DATA TO EXAMINE below:
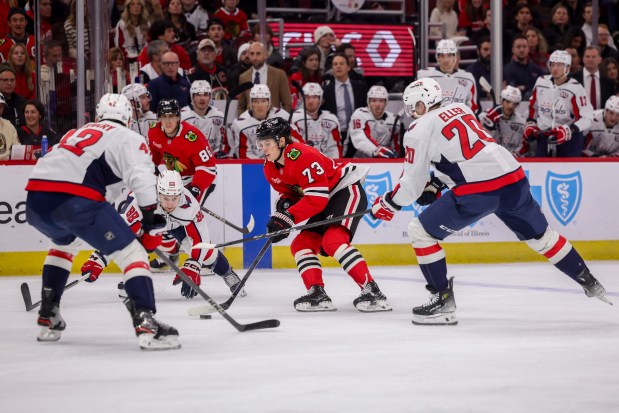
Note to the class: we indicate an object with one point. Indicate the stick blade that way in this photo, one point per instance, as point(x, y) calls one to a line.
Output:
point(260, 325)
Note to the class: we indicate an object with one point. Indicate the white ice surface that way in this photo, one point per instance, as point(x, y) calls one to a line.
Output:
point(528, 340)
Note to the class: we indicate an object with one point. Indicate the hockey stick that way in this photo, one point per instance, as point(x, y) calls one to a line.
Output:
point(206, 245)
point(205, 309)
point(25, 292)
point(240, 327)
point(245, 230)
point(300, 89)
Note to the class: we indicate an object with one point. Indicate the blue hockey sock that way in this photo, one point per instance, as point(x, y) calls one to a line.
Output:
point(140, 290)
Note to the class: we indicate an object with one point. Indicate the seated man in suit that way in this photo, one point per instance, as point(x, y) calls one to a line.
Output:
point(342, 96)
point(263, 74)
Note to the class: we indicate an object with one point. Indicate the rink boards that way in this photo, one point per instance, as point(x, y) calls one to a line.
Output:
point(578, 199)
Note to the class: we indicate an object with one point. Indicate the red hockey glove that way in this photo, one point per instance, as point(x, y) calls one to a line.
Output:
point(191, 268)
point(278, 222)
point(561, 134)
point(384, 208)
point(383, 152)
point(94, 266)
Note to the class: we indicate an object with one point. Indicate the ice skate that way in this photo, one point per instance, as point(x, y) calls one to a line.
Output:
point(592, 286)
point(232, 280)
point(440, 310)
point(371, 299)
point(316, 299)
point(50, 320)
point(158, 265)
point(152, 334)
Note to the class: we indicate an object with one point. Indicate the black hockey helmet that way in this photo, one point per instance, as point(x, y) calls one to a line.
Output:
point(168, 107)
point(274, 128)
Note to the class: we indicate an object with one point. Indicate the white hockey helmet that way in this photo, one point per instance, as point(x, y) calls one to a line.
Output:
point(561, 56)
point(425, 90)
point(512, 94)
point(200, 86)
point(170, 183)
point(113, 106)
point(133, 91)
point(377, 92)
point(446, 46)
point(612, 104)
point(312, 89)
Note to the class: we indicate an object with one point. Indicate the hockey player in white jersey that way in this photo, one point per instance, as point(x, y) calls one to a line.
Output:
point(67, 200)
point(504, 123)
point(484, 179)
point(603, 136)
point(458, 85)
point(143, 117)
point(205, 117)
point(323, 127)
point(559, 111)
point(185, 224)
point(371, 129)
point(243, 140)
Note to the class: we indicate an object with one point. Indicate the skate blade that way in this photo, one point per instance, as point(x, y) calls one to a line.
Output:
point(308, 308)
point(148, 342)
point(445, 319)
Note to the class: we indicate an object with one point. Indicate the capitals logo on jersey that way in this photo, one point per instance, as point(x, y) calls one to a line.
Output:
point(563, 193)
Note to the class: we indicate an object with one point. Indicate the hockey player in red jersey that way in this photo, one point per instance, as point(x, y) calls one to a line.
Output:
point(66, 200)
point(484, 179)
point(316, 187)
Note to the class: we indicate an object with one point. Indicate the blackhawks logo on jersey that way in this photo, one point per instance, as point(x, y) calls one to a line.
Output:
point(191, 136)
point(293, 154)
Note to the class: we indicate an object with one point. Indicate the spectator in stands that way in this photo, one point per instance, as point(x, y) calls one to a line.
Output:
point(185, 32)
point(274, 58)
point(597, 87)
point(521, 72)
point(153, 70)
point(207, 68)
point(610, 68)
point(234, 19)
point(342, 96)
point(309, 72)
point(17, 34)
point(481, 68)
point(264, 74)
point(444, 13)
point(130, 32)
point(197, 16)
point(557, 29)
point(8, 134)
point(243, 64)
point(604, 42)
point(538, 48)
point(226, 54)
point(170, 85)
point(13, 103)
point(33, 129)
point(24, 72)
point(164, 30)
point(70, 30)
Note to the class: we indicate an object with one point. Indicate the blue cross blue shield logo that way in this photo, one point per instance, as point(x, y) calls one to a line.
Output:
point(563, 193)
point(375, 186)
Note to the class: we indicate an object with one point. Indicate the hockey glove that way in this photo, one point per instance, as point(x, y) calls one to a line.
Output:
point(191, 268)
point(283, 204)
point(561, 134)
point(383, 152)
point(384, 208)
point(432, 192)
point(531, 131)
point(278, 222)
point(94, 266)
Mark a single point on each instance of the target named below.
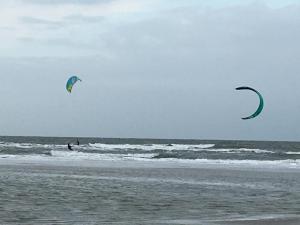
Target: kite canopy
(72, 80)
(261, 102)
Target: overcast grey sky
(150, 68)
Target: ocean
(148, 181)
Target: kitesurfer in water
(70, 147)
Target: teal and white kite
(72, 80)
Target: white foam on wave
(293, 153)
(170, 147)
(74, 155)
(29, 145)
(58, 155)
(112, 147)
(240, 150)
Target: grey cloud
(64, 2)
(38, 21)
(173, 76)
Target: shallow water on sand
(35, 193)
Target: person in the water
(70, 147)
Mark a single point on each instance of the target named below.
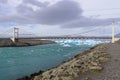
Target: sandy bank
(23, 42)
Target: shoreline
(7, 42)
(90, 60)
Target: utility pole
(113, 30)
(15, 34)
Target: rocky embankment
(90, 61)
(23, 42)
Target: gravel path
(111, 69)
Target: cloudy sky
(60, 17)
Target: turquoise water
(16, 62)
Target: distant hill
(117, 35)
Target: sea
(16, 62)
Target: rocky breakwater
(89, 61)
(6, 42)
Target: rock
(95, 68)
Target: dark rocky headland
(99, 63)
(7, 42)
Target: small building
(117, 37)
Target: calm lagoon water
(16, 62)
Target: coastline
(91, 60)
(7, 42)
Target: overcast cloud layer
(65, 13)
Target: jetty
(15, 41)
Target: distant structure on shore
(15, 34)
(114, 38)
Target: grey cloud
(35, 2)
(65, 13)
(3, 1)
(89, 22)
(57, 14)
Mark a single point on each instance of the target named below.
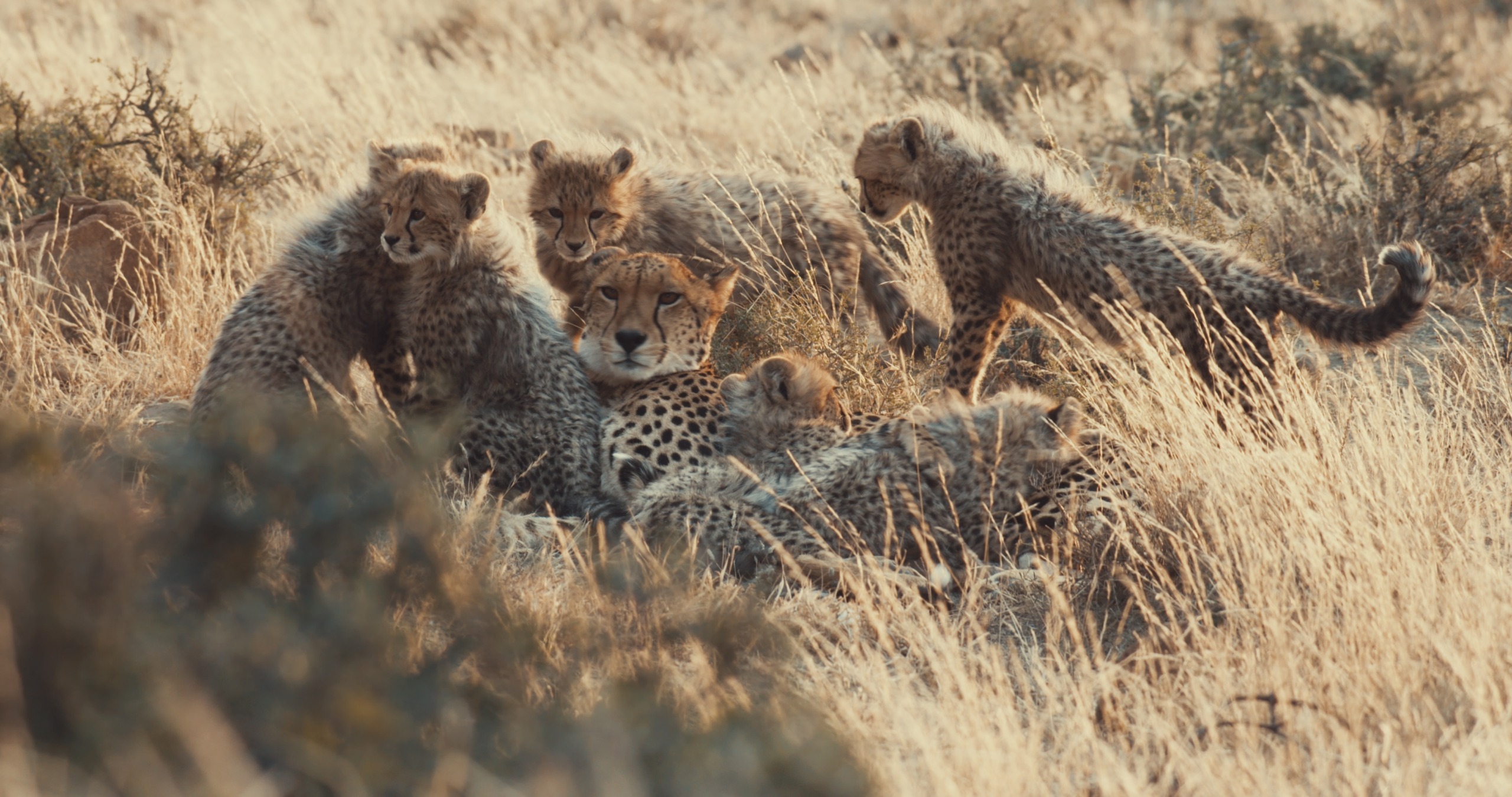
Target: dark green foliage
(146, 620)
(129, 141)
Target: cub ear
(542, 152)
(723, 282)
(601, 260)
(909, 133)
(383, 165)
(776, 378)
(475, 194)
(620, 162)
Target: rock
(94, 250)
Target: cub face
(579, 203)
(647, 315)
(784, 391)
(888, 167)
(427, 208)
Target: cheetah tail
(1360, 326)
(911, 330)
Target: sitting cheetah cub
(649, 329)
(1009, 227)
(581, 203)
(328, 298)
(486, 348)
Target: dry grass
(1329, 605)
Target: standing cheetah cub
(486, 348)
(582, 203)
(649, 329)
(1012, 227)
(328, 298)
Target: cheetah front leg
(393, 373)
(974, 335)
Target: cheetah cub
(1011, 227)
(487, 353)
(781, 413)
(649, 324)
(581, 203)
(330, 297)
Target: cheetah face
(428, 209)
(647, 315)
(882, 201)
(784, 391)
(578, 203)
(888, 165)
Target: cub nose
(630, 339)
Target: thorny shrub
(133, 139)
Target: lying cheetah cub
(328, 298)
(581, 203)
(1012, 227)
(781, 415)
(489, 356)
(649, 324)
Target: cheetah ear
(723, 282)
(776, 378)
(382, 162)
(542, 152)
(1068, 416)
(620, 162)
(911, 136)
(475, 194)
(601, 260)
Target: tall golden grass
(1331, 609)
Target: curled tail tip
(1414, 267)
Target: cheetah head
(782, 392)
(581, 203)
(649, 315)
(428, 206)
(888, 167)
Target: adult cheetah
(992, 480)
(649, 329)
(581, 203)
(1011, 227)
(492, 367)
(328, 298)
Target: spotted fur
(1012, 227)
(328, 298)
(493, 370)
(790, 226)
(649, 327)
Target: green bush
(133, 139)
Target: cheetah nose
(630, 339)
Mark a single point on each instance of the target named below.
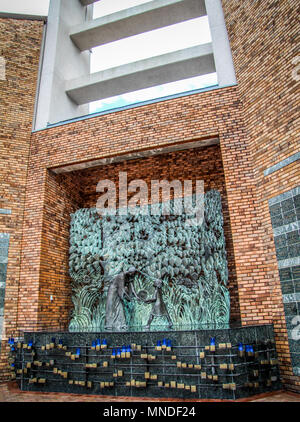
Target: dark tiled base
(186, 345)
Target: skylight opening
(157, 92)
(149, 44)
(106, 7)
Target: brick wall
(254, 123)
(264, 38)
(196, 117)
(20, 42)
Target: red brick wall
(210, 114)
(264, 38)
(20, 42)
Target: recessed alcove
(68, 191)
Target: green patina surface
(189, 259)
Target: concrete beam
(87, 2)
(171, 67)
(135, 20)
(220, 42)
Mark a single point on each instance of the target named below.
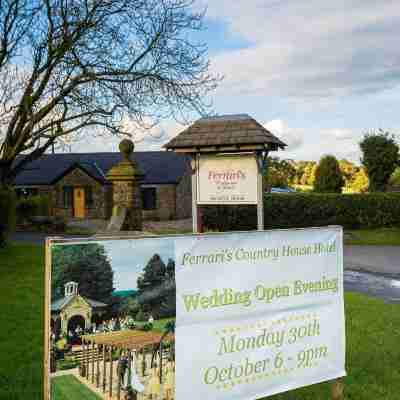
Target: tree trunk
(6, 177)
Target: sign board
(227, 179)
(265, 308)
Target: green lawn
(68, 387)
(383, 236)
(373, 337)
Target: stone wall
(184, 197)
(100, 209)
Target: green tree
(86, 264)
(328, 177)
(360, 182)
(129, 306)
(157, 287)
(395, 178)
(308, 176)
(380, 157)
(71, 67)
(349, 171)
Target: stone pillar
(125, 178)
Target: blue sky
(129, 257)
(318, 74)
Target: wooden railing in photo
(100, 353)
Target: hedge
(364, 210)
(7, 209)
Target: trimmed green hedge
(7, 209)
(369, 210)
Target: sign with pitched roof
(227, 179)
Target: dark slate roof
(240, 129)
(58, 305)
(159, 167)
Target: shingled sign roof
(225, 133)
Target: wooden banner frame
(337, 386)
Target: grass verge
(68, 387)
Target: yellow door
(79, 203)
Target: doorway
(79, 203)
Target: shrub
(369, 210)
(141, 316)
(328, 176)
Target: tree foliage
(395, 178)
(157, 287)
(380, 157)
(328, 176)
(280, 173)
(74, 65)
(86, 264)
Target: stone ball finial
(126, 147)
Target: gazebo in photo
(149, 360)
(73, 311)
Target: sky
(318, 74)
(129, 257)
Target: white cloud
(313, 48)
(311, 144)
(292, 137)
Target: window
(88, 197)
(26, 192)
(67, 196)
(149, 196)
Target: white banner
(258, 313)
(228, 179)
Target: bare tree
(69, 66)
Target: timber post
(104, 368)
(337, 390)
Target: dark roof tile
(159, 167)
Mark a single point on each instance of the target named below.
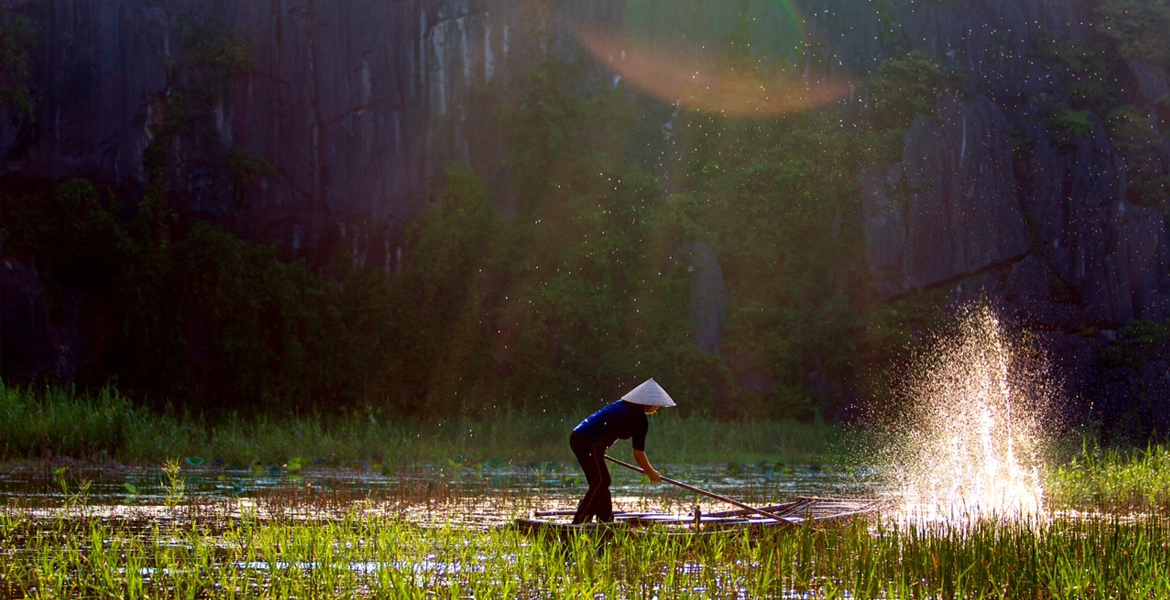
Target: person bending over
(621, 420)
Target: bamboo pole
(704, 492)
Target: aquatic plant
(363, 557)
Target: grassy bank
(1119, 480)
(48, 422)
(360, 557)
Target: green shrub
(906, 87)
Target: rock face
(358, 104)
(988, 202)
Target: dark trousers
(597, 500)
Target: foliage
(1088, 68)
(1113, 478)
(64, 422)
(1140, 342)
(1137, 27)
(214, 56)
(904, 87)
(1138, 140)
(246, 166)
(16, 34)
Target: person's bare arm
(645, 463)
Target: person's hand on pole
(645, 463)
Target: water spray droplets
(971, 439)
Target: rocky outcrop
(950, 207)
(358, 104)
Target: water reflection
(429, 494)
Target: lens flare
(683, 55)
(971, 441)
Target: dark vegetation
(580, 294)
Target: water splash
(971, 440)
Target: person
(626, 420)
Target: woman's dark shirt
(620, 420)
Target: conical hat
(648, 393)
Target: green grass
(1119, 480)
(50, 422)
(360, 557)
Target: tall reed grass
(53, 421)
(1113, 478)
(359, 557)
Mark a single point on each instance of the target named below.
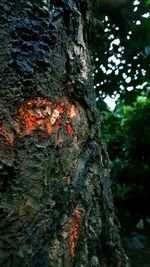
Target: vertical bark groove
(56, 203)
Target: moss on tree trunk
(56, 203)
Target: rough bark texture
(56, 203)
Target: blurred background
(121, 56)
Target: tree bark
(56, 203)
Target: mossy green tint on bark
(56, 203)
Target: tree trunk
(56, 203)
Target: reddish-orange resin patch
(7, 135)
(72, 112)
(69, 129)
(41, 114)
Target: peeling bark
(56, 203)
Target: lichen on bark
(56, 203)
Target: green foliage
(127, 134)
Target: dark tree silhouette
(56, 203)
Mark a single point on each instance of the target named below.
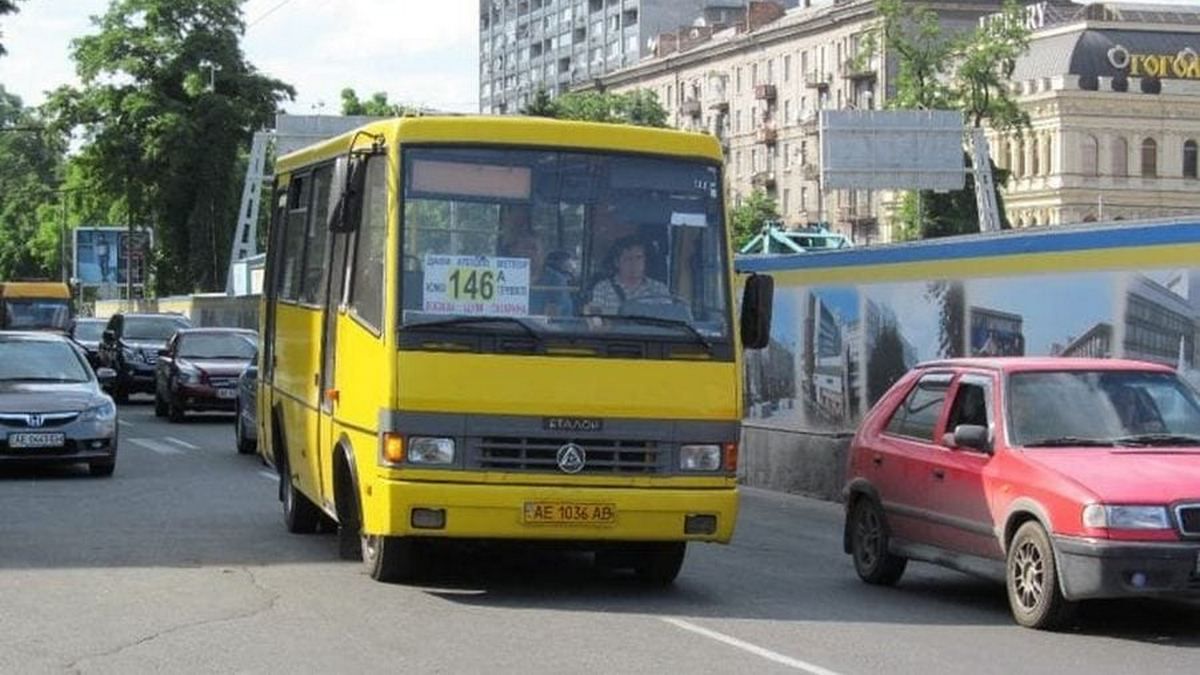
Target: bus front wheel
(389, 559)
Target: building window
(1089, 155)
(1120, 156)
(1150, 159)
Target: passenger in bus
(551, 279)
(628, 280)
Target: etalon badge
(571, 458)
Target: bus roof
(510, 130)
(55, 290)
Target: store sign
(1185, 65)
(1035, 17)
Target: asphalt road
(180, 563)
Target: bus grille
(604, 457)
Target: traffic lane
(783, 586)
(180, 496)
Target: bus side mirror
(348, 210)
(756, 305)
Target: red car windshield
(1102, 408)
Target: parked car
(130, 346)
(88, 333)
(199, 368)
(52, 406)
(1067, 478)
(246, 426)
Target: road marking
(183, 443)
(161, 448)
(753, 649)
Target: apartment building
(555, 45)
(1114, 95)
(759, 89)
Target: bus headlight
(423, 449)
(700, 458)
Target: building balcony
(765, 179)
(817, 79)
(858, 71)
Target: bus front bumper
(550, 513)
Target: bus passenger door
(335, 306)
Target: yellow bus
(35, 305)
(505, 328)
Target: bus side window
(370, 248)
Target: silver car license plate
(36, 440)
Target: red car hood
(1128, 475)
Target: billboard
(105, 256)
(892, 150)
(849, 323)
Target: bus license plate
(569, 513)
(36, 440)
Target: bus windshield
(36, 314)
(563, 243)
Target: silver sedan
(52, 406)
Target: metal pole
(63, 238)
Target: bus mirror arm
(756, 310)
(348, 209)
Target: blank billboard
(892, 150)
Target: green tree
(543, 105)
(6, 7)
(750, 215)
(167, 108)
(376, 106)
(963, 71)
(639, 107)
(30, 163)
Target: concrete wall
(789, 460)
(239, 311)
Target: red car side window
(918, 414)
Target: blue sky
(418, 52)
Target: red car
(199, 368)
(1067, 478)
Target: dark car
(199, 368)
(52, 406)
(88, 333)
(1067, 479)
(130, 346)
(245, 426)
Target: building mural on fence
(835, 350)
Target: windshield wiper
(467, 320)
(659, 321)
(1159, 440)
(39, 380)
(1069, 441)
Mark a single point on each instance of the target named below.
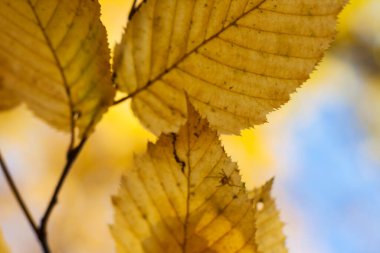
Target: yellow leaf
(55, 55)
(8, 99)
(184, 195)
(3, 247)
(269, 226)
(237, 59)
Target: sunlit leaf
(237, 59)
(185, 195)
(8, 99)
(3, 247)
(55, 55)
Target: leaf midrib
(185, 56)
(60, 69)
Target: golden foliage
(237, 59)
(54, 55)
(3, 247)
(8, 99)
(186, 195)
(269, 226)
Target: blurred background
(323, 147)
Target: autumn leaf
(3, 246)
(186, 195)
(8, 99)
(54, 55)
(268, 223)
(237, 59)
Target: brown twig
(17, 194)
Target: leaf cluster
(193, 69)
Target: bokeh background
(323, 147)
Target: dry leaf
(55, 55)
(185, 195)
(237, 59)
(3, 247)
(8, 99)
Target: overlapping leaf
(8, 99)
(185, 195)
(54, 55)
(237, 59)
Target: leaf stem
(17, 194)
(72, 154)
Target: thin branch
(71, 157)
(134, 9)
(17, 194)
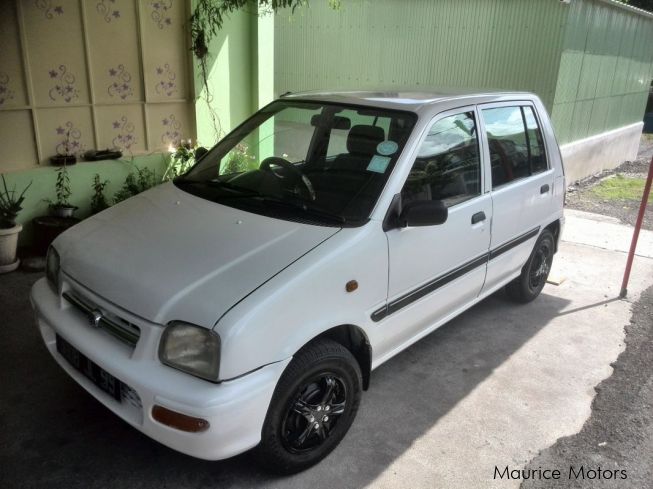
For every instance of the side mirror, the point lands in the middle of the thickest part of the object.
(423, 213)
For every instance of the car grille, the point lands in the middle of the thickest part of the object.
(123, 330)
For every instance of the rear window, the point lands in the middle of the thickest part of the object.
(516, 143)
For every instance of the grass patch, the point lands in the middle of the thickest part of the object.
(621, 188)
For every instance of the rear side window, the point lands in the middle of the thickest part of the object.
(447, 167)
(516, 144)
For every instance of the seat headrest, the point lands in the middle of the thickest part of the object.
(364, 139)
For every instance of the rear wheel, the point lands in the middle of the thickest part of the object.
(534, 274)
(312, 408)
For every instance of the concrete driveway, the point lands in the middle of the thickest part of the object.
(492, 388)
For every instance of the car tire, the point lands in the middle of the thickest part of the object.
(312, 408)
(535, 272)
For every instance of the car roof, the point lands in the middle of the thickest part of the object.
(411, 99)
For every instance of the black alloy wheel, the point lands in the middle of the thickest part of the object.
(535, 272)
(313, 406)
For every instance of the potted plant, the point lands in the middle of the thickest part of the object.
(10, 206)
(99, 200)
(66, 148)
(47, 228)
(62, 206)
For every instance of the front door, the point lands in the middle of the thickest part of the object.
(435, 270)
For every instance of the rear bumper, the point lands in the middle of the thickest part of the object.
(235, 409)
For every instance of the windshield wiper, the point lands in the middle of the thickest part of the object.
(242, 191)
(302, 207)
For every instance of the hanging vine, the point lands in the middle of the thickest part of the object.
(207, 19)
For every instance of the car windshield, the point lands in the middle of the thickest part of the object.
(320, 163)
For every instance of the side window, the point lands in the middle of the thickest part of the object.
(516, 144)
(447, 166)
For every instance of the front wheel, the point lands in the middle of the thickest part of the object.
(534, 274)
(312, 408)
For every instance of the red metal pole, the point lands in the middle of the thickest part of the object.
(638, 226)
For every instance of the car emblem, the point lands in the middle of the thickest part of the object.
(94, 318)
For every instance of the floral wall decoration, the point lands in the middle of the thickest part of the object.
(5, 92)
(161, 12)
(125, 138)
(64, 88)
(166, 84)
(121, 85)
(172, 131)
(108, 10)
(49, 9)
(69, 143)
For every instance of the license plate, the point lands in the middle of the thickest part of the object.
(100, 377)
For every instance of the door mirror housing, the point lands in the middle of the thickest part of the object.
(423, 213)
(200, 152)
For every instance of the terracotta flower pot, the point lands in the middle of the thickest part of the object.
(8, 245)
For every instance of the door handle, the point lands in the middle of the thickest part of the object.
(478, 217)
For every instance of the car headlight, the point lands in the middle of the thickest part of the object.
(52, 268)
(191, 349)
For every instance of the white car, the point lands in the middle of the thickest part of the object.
End of DATA TO EXAMINE.
• _AIM OF THE TASK_: Each line above with the string "helmet" in it should be located and copied.

• _TASK ANSWER_:
Note to the class: we indicate an object with one point. Indicate the black hockey helmet that way in this photo, one point per instance, as point(x, y) calls one to a line.
Note to the class: we indicate an object with one point. Indicate the white hockey helmet that way in this photo, one point per instance, as point(x, y) calls one to a line.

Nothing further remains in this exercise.